### Directive
Rewrite the data starting at the line that contains "Question. Point out every instance of the stacked" and ending at the end of the data, with "dipping fork" in place of "fondue fork" and nothing else changed. Return only those lines, and leave the pictures out.

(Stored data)
_ _ _ _ _
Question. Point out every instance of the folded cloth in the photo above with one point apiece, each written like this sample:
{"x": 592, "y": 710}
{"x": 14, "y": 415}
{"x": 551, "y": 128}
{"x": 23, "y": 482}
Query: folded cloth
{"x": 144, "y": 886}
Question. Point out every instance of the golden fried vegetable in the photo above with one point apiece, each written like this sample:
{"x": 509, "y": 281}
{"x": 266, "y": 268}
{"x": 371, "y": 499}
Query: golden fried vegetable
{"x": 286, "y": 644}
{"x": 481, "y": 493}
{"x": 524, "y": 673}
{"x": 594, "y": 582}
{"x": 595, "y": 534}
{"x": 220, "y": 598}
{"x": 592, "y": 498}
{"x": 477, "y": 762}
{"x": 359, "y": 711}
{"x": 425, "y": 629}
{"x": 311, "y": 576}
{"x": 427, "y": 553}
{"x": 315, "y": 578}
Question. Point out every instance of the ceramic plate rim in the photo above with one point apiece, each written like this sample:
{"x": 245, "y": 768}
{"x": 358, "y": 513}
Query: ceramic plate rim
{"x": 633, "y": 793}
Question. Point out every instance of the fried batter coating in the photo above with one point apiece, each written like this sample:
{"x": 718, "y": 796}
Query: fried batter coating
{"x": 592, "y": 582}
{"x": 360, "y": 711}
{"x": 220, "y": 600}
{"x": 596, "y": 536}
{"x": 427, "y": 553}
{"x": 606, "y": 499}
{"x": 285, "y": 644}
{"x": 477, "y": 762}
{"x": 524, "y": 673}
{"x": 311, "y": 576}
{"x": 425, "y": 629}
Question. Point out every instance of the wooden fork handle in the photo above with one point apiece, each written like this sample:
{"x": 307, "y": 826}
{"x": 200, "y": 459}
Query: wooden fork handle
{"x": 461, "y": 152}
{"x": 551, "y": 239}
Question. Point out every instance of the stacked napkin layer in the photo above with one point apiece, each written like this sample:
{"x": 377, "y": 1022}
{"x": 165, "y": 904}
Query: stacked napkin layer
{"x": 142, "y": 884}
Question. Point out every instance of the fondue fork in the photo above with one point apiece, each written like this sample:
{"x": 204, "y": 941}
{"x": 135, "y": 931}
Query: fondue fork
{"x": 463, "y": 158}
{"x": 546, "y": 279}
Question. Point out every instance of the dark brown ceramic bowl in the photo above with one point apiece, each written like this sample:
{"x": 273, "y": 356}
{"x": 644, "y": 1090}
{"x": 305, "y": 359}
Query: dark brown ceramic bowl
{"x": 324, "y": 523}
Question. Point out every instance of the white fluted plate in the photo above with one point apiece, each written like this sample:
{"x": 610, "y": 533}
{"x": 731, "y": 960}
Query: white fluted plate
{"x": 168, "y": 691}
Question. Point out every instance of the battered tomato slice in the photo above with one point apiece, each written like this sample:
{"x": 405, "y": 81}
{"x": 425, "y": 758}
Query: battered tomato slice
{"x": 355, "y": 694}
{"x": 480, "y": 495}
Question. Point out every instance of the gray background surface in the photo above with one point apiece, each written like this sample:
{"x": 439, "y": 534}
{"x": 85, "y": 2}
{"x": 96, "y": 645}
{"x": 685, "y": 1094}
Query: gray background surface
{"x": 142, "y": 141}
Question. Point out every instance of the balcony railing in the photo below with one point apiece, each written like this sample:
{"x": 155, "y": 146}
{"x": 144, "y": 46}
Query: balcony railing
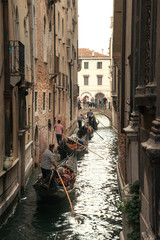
{"x": 16, "y": 54}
_ _ _ _ _
### Solution
Question. Point out every instance of the stacked napkin layer in the photo above with one point apiece, each written like this sample:
{"x": 377, "y": 1022}
{"x": 165, "y": 904}
Query: stacked napkin layer
{"x": 142, "y": 884}
Question. Point out every instance of the dipping fork in the photo above with one point apiece, each written like this sample:
{"x": 204, "y": 941}
{"x": 135, "y": 931}
Query: dipping fork
{"x": 463, "y": 158}
{"x": 546, "y": 279}
Question. Point out every instance of the dark brown ceramic bowl in the photo above with one point apiece, each written like this sample:
{"x": 273, "y": 356}
{"x": 644, "y": 1090}
{"x": 305, "y": 359}
Query: dark brown ceramic bowl
{"x": 324, "y": 523}
Question. Point out every instance of the white fluted plate in the photo above with one point apiece, each written like this sample:
{"x": 610, "y": 533}
{"x": 731, "y": 960}
Query: white fluted plate
{"x": 168, "y": 691}
Question. Point out every instance of the battered tomato slice in the photo above with one point apiece, each written like this sample:
{"x": 405, "y": 81}
{"x": 425, "y": 758}
Query: battered tomato slice
{"x": 355, "y": 694}
{"x": 480, "y": 495}
Question. Point out every instance of the gray background surface in the photo above with one point apiece, each written like this sample:
{"x": 439, "y": 534}
{"x": 85, "y": 2}
{"x": 96, "y": 645}
{"x": 685, "y": 1094}
Query: gray background surface
{"x": 142, "y": 141}
Question. Point out every instance of the balcony railing in the photo below with one point apiece, each written like this sample:
{"x": 155, "y": 146}
{"x": 144, "y": 46}
Query: balcony railing
{"x": 16, "y": 54}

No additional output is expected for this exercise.